### Task prompt
Copy each of the rows below word for word, without changing anything.

Items from a dataset:

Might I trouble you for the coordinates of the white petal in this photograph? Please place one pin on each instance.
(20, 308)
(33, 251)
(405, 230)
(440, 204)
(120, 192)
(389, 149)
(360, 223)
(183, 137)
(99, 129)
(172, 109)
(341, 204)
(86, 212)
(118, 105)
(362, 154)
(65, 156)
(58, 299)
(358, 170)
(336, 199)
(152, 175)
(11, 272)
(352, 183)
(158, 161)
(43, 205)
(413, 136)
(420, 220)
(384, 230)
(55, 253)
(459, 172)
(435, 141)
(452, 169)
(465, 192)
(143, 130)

### Worked answer
Might I trouble you for the coordinates of the white petal in this photograph? Please place one pin on each instance.
(20, 308)
(33, 251)
(405, 230)
(440, 204)
(120, 192)
(389, 149)
(360, 223)
(183, 137)
(99, 129)
(172, 109)
(341, 204)
(86, 212)
(118, 105)
(362, 154)
(65, 156)
(58, 299)
(358, 170)
(336, 199)
(152, 175)
(11, 272)
(352, 183)
(158, 161)
(43, 205)
(413, 136)
(420, 220)
(384, 230)
(55, 253)
(459, 172)
(435, 141)
(452, 169)
(465, 192)
(143, 130)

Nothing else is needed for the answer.